— WHAT IS REQUIRED —
What is the number of lines in these entries that contain "column"? State it alone.

..........

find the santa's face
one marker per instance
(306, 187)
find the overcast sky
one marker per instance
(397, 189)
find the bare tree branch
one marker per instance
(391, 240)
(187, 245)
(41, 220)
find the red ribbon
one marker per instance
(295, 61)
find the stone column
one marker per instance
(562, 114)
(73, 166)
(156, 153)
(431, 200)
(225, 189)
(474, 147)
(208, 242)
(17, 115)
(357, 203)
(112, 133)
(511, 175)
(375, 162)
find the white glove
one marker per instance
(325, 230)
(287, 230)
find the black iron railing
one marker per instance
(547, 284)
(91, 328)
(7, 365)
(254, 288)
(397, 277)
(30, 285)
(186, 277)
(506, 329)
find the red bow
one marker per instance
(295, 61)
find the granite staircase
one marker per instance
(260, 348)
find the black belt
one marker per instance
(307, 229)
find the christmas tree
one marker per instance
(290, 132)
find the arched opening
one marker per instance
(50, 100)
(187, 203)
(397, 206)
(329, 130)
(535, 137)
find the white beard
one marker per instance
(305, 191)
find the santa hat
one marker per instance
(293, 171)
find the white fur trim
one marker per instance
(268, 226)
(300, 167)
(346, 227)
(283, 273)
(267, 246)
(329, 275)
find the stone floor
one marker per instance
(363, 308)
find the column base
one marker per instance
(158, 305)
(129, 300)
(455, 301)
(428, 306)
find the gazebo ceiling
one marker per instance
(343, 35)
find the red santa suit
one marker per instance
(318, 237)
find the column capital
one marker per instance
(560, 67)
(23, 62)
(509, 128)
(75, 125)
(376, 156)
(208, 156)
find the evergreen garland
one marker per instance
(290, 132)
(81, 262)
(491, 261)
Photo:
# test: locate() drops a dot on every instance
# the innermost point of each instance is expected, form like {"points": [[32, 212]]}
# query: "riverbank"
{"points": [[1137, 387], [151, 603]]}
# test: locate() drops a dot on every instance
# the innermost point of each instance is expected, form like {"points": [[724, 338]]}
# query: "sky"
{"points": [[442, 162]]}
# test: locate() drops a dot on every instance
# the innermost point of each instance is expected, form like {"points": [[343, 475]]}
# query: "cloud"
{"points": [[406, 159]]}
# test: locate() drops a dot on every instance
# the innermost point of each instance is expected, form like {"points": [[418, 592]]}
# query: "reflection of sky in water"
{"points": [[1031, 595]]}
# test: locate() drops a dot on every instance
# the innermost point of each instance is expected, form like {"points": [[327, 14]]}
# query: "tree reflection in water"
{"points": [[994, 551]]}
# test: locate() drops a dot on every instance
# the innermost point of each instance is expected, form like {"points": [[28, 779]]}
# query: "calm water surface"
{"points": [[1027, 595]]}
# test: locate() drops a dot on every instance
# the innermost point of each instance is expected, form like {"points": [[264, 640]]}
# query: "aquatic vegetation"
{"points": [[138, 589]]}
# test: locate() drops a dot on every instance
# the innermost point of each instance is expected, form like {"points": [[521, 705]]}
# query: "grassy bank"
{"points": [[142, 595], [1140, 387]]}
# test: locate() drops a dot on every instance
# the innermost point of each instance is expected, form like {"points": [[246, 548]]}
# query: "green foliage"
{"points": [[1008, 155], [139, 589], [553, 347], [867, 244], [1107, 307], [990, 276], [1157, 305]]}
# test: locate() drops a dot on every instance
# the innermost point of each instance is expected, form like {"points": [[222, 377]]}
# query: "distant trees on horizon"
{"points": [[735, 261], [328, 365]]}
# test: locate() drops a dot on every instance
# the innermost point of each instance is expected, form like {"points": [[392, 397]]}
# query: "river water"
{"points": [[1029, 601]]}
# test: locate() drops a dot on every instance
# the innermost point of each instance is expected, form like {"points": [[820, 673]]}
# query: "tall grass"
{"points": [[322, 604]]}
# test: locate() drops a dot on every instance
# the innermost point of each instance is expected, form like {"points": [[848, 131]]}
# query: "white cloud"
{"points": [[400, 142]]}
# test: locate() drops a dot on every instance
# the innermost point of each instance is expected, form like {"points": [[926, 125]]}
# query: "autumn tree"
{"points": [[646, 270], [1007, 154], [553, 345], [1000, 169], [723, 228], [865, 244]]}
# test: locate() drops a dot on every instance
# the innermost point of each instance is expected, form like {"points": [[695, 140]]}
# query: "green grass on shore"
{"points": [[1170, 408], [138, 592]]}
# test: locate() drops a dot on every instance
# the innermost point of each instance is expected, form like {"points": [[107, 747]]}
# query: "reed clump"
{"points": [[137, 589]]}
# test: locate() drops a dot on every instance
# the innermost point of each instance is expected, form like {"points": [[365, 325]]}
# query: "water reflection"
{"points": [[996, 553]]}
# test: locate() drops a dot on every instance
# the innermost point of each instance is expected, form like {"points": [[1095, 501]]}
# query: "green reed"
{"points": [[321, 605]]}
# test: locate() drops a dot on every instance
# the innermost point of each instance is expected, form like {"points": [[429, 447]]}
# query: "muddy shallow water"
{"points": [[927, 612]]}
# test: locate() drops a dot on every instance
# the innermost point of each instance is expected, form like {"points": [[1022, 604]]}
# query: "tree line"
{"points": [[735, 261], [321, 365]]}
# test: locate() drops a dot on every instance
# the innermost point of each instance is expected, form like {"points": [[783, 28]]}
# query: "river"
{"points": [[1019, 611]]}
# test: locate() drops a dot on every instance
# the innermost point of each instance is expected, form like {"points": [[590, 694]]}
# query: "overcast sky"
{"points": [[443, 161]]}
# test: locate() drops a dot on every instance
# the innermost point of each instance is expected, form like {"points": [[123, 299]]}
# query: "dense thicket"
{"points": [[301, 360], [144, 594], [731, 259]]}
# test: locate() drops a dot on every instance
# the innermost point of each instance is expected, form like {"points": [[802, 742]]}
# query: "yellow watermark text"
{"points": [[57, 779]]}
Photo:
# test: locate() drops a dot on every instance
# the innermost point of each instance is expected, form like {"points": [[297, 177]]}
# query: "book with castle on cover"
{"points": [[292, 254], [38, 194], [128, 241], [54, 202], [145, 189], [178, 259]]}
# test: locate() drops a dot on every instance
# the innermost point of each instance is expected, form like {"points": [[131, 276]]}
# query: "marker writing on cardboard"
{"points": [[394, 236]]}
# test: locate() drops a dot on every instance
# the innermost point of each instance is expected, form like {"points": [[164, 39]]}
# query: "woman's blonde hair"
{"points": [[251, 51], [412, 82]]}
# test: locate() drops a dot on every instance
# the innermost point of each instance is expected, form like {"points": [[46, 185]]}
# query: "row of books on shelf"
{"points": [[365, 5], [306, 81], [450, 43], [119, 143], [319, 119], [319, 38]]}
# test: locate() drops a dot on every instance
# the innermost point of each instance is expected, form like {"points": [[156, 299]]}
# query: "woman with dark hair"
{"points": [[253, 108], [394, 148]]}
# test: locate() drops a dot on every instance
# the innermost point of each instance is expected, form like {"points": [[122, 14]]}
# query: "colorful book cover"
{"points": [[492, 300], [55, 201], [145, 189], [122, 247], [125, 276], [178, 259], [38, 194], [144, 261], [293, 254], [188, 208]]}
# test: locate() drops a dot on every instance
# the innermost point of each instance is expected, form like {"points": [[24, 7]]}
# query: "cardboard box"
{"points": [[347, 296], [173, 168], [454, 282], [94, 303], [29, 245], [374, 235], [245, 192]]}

..........

— FINISHED TASK —
3